*** Exercise text ***

The SWORD2 partitioning algorithm produces multiple alternative domain assignments for a given protein structure. This unique approach handles ambiguous protein structure partitioning, admitting several solutions. The decomposition of the protein structure into domains is achieved through the hierarchical clustering of Protein Units, evolutionarily preserved structural descriptors at the interface between secondary structures and domains.
This is the repository of the standalone version of the corresponding webserver:
https://www.dsimb.inserm.fr/SWORD2/index.html
(Easy & recommanded)
Install the conda environment using the environment.yml
file:
conda env create -f environment.yml
or
mamba env create -f environment.yml
Compile necessary dependencies:
bash install.sh
Otherwise, a docker is also available:
docker pull dsimb/sword2
Launch the docker version:
# This will mount the local `results` directory inside the Docker image and run the program inside the image as you (local user)
# so that the results generated have good rights.

*** Stored data ***

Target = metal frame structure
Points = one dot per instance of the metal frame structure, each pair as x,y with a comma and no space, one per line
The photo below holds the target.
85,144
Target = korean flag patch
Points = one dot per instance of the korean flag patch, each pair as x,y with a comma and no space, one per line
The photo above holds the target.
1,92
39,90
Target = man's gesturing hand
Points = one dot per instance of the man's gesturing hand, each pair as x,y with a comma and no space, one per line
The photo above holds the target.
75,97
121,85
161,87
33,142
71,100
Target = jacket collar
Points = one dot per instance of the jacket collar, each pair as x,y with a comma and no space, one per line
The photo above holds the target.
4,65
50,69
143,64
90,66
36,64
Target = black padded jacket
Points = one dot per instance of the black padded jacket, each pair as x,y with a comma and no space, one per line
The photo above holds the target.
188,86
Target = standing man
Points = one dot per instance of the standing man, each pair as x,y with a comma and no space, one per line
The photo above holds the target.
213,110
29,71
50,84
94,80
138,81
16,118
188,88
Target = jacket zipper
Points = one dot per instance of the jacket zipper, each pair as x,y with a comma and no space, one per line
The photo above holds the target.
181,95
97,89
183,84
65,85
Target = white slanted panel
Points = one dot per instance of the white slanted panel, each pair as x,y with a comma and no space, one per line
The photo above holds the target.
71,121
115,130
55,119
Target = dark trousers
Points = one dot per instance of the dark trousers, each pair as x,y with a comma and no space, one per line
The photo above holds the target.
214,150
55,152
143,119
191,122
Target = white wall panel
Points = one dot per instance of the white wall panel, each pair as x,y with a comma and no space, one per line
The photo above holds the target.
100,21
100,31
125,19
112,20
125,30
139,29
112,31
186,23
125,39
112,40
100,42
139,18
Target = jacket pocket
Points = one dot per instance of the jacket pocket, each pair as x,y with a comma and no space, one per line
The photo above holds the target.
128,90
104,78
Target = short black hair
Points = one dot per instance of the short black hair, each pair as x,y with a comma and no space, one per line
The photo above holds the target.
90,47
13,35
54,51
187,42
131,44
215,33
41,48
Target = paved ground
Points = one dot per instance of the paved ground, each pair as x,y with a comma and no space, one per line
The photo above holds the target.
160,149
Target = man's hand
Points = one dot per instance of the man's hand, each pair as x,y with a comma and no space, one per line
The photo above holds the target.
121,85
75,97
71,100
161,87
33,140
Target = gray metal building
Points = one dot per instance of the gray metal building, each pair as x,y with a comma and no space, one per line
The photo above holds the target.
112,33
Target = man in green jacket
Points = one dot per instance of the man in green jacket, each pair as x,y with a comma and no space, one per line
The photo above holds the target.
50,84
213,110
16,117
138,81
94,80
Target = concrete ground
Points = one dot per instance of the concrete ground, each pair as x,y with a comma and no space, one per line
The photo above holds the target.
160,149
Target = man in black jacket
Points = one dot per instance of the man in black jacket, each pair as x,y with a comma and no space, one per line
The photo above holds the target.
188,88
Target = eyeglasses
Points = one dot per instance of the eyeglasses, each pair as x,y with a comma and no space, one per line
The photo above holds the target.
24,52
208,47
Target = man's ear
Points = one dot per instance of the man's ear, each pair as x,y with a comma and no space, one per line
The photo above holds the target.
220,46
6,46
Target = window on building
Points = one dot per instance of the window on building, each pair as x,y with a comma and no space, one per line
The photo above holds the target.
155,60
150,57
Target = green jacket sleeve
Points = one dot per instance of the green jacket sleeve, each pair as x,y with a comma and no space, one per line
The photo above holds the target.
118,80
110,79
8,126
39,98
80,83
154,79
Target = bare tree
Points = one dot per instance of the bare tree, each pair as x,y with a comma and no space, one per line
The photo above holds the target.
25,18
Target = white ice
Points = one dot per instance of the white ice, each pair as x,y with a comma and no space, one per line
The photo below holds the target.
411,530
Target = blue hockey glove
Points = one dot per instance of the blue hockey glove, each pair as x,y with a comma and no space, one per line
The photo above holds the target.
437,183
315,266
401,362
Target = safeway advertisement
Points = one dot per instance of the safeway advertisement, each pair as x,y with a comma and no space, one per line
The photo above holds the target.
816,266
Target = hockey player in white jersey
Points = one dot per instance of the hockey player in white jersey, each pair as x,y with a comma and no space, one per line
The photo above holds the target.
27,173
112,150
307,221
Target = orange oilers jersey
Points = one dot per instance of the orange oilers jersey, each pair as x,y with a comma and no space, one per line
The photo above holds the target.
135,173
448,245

***

_Work request 1:_
Please answer these questions on the SWORD2 text:
(a) What does the text say produces the decomposition of the protein structure into domains?
(b) Which command compiles the necessary dependencies?
(c) Which command pulls the docker?
_Work request 2:_ Pick up the SWORD2 text after its last line and continue it.

_Answer section 1:_
(a) The hierarchical clustering of Protein Units.
(b) bash install.sh
(c) docker pull dsimb/sword2

_Answer section 2:_
docker run -it -e LOCAL_UID=$(id -u $USER) -e LOCAL_GID=$(id -g $USER) -v $(pwd)/results:/app/results dsimb/sword2 -p 1jx4 -o results
First, activate the working environment:
conda activate sword2
Then, launch SWORD2:
./SWORD2.py -p 1jx4 -o results
./SWORD2.py -u Q76EI6 -o results
./SWORD2.py -m MGYP000936678158 -o results
./SWORD2.py -i ./structure.pdb -o results
./SWORD2.py -i ./structure.pdb -d 2 -o results
To get the full help:
$ ./SWORD2.py --help ─╯
usage: SWORD2.py [-h] (-u UNIPROT_ID | -m MGNIFY_ID | -p PDB_ID | -i INPUT_FILE) [-c PDB_CHAIN] [-d MODEL] [-x CPU] -o OUTPUT
SWORD2: SWift and Optimized Recognition of protein Domains.
The SWORD2 partitioning algorithm produces multiple alternative
domain assignments for a given protein structure.
This unique approach handles ambiguous protein structure partitioning,
admitting several solutions. The decomposition of the protein structure
into domains is achieved through the hierarchical clustering of Protein Units,
evolutionarily preserved structural descriptors at the interface between
secondary structures and domains.
options:
-h, --help show this help message and exit
-u UNIPROT_ID, --uniprot-id UNIPROT_ID
AlphaFold Uniprot Accession Id.
The corresponding predicted structure will be downloaded from the AlphaFold database.
-m MGNIFY_ID, --mgnify-id MGNIFY_ID
MGnify Id.
The corresponding predicted structure will be downloaded from the ESM Metagenomic Atlas database.
-p PDB_ID, --pdb-id PDB_ID
PDB id.
The corresponding structure will be downloaded from the PDB database.
-i INPUT_FILE, --input-file INPUT_FILE
Path to an input PDB or mmCIF file.
optional arguments:
-c PDB_CHAIN, --pdb-chain PDB_CHAIN
PDB chain. Default is A.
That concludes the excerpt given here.